TO DO → Every line from the one with "Where can the blue" through the end of the records below should be restated word for word, and nothing outside that span.

[START]

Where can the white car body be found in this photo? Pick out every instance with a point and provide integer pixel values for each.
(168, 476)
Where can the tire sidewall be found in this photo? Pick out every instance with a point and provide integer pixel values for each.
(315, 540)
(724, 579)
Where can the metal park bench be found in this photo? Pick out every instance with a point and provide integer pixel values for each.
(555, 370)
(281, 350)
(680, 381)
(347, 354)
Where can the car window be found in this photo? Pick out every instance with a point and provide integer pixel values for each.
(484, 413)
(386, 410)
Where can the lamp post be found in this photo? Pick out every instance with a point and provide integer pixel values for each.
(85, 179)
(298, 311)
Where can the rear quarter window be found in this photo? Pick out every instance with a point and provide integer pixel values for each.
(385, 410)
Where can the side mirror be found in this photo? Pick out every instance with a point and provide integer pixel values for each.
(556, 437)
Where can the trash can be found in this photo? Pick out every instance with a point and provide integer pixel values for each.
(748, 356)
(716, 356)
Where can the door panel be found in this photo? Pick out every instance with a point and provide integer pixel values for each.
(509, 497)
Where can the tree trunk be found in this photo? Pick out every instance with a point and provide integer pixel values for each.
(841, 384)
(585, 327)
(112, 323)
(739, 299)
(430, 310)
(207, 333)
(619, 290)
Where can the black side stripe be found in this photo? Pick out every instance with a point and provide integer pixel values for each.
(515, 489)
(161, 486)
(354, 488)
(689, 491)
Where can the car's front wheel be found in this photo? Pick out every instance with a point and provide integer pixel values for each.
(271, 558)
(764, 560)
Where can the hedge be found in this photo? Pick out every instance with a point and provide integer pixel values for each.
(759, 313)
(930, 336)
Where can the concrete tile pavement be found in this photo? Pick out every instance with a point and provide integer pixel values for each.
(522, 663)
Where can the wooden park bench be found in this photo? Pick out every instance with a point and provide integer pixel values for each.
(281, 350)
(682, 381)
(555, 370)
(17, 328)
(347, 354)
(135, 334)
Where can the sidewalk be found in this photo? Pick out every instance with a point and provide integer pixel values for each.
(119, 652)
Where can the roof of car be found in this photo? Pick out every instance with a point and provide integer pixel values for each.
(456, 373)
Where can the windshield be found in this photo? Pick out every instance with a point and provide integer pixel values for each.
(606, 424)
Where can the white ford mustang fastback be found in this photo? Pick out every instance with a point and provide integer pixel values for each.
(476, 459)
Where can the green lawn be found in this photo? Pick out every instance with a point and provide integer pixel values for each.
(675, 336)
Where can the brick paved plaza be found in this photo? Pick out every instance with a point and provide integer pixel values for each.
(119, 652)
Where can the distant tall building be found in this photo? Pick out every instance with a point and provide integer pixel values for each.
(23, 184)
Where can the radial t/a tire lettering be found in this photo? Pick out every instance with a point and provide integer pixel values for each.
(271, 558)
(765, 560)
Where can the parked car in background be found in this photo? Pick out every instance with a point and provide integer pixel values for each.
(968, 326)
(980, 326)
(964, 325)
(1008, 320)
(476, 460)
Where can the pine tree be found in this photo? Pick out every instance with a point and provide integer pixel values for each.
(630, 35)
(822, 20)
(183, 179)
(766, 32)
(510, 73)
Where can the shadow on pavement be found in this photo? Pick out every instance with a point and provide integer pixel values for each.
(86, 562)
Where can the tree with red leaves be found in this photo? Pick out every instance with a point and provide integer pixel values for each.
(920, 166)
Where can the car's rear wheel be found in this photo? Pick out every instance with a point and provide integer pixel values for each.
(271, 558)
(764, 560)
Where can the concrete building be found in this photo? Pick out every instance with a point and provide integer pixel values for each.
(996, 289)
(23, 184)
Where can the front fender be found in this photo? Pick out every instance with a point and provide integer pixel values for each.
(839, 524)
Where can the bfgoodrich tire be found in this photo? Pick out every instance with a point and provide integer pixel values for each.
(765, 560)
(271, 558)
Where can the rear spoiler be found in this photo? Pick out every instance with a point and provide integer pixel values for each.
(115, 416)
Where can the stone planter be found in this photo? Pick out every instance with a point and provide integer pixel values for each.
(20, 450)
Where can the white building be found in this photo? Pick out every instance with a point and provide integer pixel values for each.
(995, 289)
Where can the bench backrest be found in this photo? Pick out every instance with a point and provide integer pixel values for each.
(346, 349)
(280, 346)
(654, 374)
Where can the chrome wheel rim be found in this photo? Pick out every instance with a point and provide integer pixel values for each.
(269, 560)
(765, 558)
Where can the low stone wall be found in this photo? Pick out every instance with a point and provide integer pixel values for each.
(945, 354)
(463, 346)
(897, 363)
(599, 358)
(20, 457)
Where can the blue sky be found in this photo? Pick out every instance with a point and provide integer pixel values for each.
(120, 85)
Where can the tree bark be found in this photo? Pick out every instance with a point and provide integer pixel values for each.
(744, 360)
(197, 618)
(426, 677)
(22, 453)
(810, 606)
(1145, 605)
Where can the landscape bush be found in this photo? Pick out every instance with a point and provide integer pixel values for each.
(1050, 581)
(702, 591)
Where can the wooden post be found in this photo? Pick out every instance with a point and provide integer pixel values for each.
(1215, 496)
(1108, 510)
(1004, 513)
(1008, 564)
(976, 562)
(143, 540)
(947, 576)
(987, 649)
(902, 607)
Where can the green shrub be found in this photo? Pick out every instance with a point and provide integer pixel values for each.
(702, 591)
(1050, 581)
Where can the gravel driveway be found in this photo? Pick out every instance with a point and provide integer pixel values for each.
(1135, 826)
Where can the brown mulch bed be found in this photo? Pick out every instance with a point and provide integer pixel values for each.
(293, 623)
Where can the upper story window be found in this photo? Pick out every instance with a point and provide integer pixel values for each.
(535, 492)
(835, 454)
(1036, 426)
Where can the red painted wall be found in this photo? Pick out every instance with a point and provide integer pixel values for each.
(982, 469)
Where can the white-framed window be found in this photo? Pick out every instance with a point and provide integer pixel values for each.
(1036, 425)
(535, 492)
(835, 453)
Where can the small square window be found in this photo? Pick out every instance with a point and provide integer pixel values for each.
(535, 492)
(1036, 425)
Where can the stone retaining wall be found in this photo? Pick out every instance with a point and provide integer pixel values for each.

[END]

OUTPUT OF THE EXERCISE →
Where can the blue sky be found in this photo? Pick out every instance with a point and provide integer pixel values for each.
(120, 85)
Where can the tree bark be found in this photo? Pick out every instance with a point and provide integer pixel values for each.
(744, 360)
(197, 618)
(426, 677)
(22, 453)
(810, 606)
(1145, 605)
Where can the landscape bush be found in this photo? Pick out every instance with a point and provide integer pixel values for each.
(1050, 581)
(702, 591)
Where can the wooden post be found in this photo? Pick out every instance with a point and provide integer pixel values for each.
(1215, 496)
(1108, 510)
(1004, 513)
(1008, 564)
(976, 562)
(143, 540)
(947, 576)
(987, 649)
(902, 607)
Where can the green shrub be found in this photo? Pick out every instance with a point and provide integer pixel values for each.
(702, 591)
(1050, 581)
Where can the gravel driveway be found in this photo? Pick out every instance with a point and provide integer pixel values for each.
(1135, 826)
Where can the brown mulch bed be found in this photo? Pick out every instance with a point and provide integer pixel values for each.
(293, 623)
Where can the upper story window be found in this photo? Pick out every instance with a point and provide integer pixel values for each.
(535, 492)
(835, 454)
(1036, 426)
Where can the red painted wall be found in this photo? Pick out every instance with a point and provide integer pixel values for each.
(982, 469)
Where can the white-framed window be found in this photo? Pick out every instance with a point and provide integer pixel values for each.
(1036, 425)
(535, 492)
(835, 453)
Where can the small square window be found in this photo? Pick out every instance with a point and provide integer pixel values for each.
(535, 492)
(1036, 425)
Where can the stone retaining wall be found in this photo? Pick out every instance with a point and provide integer pixel values for each.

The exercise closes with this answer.